### Exercise data
--------------------------------
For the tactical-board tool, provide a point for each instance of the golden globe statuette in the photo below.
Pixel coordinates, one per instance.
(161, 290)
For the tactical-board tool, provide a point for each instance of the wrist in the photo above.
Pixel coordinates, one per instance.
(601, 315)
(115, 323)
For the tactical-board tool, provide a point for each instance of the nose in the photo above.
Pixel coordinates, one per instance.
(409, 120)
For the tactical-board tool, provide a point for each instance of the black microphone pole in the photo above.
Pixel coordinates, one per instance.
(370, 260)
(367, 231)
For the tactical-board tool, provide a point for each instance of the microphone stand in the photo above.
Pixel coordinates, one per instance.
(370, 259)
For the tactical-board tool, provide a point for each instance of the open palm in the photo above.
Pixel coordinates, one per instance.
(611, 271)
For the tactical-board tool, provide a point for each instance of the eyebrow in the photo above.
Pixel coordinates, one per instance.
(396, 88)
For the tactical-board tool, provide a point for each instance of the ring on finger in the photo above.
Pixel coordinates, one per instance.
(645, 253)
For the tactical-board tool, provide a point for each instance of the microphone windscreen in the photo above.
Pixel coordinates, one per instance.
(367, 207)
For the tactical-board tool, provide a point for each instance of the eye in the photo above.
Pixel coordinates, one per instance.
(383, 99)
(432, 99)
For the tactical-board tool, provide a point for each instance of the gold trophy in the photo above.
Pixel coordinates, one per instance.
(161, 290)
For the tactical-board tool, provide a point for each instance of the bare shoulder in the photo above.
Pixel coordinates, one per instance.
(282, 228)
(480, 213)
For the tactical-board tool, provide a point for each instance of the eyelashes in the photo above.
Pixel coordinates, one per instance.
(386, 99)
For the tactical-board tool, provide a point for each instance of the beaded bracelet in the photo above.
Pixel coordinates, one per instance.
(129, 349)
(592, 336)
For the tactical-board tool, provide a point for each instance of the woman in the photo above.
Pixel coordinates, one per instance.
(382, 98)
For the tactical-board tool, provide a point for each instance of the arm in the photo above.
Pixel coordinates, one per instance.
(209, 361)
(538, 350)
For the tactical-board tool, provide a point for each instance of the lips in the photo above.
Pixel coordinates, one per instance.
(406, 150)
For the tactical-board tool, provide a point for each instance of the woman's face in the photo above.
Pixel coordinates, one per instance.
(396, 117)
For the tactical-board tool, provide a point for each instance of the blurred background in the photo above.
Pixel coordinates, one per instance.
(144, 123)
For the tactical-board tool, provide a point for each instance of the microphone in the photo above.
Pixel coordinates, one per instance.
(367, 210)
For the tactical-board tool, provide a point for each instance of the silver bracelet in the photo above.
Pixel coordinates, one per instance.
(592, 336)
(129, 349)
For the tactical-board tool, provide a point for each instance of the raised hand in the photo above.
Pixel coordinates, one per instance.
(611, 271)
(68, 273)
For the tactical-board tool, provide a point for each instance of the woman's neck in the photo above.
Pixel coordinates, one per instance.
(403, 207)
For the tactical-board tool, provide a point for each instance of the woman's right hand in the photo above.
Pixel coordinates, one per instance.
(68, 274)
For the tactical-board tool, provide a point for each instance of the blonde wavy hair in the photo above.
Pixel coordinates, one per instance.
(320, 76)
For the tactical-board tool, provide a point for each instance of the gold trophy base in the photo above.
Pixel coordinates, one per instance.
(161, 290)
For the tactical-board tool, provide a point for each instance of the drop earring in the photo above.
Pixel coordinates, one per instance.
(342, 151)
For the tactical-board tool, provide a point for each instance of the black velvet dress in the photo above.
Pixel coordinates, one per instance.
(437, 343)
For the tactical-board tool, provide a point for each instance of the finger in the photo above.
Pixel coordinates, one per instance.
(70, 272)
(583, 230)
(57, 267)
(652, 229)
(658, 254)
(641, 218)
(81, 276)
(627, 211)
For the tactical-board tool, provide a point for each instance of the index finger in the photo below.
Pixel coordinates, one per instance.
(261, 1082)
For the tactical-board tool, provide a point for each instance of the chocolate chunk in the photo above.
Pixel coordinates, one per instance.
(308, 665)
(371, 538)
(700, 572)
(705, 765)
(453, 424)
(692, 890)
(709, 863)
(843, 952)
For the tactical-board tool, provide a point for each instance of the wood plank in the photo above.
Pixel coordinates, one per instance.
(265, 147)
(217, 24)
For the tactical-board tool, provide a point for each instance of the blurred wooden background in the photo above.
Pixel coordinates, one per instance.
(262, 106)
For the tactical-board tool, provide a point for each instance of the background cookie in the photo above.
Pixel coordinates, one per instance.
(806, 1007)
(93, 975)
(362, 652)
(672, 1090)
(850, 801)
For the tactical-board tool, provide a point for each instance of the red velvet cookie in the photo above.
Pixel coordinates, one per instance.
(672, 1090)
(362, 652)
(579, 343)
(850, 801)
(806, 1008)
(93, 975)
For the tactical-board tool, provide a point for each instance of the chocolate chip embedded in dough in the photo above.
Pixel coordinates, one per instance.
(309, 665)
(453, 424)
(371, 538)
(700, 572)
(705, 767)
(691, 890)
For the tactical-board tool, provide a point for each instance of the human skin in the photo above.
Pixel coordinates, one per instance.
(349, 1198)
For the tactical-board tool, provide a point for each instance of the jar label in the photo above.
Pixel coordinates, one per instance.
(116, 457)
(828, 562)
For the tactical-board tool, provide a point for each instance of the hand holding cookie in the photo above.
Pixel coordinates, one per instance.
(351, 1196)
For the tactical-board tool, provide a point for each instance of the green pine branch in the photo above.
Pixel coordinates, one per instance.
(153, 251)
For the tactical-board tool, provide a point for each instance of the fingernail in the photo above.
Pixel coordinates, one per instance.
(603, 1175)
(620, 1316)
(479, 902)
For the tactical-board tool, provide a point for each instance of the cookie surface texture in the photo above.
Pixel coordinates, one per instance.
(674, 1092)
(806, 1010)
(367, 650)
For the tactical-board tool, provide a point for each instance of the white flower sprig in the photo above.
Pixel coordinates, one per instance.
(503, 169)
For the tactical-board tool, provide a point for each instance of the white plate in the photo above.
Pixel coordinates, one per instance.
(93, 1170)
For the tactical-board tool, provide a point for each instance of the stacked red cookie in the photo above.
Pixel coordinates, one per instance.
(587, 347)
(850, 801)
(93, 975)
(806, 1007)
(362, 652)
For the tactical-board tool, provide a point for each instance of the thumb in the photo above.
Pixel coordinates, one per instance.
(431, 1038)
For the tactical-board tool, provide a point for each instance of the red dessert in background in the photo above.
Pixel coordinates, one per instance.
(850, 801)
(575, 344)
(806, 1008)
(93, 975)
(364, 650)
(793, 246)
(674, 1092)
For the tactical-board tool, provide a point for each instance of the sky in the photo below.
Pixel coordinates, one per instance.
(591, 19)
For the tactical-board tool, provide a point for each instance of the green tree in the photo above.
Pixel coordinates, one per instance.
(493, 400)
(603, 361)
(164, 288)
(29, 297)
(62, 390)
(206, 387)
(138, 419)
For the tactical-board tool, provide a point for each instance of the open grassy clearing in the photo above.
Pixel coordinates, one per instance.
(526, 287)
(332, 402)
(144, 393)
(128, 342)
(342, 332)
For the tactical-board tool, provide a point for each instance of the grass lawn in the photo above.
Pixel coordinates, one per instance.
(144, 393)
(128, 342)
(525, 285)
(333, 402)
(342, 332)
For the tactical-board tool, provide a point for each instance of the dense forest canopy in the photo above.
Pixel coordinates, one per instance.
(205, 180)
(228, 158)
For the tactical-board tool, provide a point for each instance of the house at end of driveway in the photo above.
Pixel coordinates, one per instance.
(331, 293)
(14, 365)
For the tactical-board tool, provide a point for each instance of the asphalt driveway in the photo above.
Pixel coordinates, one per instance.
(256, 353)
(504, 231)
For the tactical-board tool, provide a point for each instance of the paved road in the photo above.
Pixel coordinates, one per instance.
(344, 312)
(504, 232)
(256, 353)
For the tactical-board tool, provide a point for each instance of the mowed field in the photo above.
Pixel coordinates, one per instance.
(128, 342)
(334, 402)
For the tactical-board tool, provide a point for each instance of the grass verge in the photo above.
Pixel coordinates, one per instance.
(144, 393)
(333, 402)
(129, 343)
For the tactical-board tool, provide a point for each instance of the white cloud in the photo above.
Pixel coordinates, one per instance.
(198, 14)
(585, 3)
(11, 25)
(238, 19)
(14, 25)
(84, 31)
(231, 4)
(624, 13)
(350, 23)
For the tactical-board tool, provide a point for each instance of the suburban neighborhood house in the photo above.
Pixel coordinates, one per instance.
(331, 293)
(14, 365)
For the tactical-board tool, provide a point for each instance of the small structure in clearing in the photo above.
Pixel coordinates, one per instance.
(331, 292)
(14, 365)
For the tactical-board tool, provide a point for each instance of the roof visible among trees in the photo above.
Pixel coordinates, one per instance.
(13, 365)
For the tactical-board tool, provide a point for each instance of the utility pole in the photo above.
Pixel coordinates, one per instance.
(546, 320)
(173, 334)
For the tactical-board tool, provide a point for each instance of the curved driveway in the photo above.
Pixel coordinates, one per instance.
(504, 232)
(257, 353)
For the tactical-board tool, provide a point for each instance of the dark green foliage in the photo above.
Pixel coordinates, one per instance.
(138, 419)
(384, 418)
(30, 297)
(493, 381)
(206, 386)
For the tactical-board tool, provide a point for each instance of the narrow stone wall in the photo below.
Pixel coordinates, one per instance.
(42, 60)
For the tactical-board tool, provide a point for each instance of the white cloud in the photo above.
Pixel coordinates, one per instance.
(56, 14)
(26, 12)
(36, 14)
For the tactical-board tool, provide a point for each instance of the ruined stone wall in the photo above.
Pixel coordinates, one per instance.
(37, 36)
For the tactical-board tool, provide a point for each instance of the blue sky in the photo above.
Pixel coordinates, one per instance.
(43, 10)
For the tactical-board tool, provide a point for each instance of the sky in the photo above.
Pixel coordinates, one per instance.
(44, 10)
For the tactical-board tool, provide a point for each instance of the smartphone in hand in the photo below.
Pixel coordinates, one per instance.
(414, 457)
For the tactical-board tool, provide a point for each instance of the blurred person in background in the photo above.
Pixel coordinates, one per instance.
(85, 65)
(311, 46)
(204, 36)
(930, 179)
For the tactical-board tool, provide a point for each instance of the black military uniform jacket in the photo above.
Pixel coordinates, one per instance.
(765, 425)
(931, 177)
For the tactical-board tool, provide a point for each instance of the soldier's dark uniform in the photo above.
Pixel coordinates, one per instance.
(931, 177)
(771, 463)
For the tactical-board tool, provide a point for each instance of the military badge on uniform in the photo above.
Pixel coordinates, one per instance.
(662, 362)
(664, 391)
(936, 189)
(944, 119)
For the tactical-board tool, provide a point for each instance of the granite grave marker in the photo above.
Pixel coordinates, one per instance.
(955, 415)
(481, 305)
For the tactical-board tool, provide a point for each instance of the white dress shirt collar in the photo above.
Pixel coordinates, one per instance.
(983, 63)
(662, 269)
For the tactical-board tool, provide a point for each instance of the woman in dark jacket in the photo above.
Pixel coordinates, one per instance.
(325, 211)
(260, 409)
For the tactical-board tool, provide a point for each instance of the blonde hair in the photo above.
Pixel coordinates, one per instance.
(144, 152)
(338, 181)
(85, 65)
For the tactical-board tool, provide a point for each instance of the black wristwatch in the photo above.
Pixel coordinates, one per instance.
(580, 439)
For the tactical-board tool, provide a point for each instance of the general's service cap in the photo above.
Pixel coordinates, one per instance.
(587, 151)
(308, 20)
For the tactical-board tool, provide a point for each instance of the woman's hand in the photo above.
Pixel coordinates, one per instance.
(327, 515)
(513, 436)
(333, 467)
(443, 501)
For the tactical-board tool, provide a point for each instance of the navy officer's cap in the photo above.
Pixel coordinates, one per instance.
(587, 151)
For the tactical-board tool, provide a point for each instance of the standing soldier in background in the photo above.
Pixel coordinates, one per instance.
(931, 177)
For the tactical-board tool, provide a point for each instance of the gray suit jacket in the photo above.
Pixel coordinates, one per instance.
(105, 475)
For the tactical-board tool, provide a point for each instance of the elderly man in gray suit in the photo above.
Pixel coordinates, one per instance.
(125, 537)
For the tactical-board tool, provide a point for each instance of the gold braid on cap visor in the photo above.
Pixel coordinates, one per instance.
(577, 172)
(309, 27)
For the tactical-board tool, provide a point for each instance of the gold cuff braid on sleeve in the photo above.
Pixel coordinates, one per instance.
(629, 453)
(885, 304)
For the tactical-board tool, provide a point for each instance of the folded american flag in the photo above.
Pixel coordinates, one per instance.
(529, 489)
--------------------------------
### What you should do
Number of lines containing the word "pole" in the material above: report this figure and nothing more.

### Completed task
2